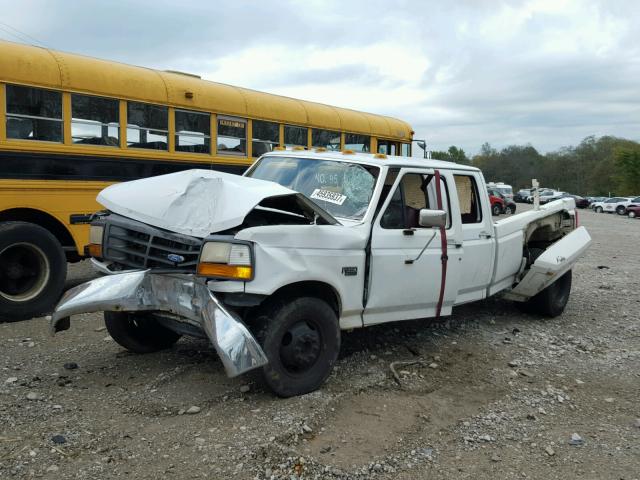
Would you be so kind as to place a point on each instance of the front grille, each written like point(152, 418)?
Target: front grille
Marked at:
point(133, 244)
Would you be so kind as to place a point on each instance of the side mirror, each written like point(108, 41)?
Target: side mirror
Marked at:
point(432, 218)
===============
What the task requires –
Update the records by replacing every "side mirror" with "rearview mirror" and leaving everything else unchanged. Omit the pictures from your answer.

Exercise response –
Would you be so kind as to place a point on each instance of the front grille, each written like point(152, 418)?
Target: front grille
Marked at:
point(133, 244)
Would you be so kind as to place a point on each instance of the rearview mirror, each written like point(108, 41)?
Target: rearview mirror
Marked at:
point(432, 218)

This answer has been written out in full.